• Problem description:
Lay out every line of the records below as a numbered list, omitting any blank lines.

• Material for this exercise:
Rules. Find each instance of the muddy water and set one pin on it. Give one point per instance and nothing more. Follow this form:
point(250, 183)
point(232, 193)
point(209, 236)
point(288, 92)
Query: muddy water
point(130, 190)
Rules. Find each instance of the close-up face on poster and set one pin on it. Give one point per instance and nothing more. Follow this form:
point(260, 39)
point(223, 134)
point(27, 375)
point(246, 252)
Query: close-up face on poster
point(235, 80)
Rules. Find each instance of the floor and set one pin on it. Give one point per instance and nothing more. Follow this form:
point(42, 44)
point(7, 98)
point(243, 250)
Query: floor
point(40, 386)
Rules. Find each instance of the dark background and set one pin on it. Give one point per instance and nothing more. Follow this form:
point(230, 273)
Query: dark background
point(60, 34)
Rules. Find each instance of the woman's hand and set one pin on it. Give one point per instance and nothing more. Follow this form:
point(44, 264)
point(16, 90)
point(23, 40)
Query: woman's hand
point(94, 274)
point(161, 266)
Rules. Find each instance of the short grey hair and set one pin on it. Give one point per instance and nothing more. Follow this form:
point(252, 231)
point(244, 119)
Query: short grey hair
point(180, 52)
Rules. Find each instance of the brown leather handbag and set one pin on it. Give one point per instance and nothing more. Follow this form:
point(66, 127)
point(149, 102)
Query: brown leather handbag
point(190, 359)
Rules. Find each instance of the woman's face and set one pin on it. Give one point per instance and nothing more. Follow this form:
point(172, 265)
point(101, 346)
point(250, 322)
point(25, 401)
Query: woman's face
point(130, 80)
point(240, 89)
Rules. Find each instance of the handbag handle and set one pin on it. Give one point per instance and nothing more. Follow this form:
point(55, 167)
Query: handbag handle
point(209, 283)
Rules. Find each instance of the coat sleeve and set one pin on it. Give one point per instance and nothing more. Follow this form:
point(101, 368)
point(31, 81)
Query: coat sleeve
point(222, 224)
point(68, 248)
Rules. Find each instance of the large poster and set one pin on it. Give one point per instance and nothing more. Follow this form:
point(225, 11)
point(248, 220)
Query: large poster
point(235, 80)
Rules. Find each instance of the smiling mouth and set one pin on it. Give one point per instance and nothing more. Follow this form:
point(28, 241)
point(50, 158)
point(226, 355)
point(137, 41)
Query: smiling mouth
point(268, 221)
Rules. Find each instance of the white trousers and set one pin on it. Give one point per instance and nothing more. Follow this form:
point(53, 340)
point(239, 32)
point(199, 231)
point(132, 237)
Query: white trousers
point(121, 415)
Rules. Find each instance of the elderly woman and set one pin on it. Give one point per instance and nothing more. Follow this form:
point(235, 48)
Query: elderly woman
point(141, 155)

• Expected answer:
1. Rules. Find each instance of the muddy water and set one pin on it. Give one point per instance and nothing more. Follow this form:
2. point(250, 183)
3. point(232, 193)
4. point(209, 236)
5. point(288, 92)
6. Query: muddy water
7. point(130, 190)
8. Rules. Find each instance of the close-up face on poster and set one pin on it. Give one point per instance and nothing more. Follow this form:
9. point(260, 39)
10. point(223, 134)
11. point(27, 375)
12. point(246, 252)
13. Query: close-up face on poster
14. point(235, 80)
15. Rules. Find each instance of the floor and set one pin on it. Give one point per instance and nothing more. Follow this form:
16. point(42, 44)
17. point(7, 98)
18. point(243, 250)
19. Query: floor
20. point(40, 386)
21. Rules. Find each instance of the dark background and set one pin on it. Give one point per instance and nothing more. Follow this form:
22. point(230, 273)
23. Query: dark background
24. point(60, 34)
25. Rules. Find each instance of the woman's hand and set one pin on it. Give one point per instance and nothing more. Follow this form:
26. point(44, 264)
27. point(16, 90)
28. point(23, 40)
29. Query: woman's hand
30. point(94, 274)
31. point(161, 266)
32. Rules. Find each instance of the short grey hair and set one pin on it. Give one point per instance and nothing more. Follow this form:
33. point(252, 231)
34. point(244, 119)
35. Query: short grey hair
36. point(180, 52)
37. Rules. Find each instance of the brown leather handbag and set one pin on it. Give one point per instance and nothing more. Follow this form:
38. point(66, 127)
39. point(149, 102)
40. Query: brown leather handbag
41. point(190, 359)
42. Rules. Find each instance of the woman's face and set one pin on it. Give one point per instance and nothing more. Follow this form:
43. point(172, 265)
44. point(101, 346)
45. point(250, 322)
46. point(25, 401)
47. Query: woman's face
48. point(130, 80)
49. point(240, 89)
50. Rules. Find each instance of the handbag handle and set one pin on it. Give one point per instance and nothing more. Follow this form:
51. point(55, 167)
52. Query: handbag handle
53. point(209, 283)
54. Rules. Find each instance of the coat sleeve and set one pin on it. Give one point per instance and nothing more. Follow this form:
55. point(101, 368)
56. point(31, 81)
57. Query: coat sleeve
58. point(222, 224)
59. point(68, 248)
60. Rules. Find each instance of the large poster and set one pin on it. Give one point per instance and nothing more. Follow this form:
61. point(225, 11)
62. point(248, 220)
63. Query: large poster
64. point(235, 80)
65. Rules. Find each instance of the smiling mouth and set one pin on it. Give one point per instance and nothing more. Follow this form:
66. point(28, 241)
67. point(50, 158)
68. point(226, 355)
69. point(137, 41)
70. Query: smiling mouth
71. point(268, 221)
72. Rules. Find each instance of the white trousers and set one pin on it. Give one point per instance and nothing more. Follow this form:
73. point(53, 340)
74. point(239, 32)
75. point(199, 231)
76. point(132, 237)
77. Query: white trousers
78. point(121, 415)
79. Rules. Find each instance of the elderly woman and set one pin on it. Give one point per instance and nothing more. Follow this form:
80. point(235, 48)
81. Query: elderly woman
82. point(141, 155)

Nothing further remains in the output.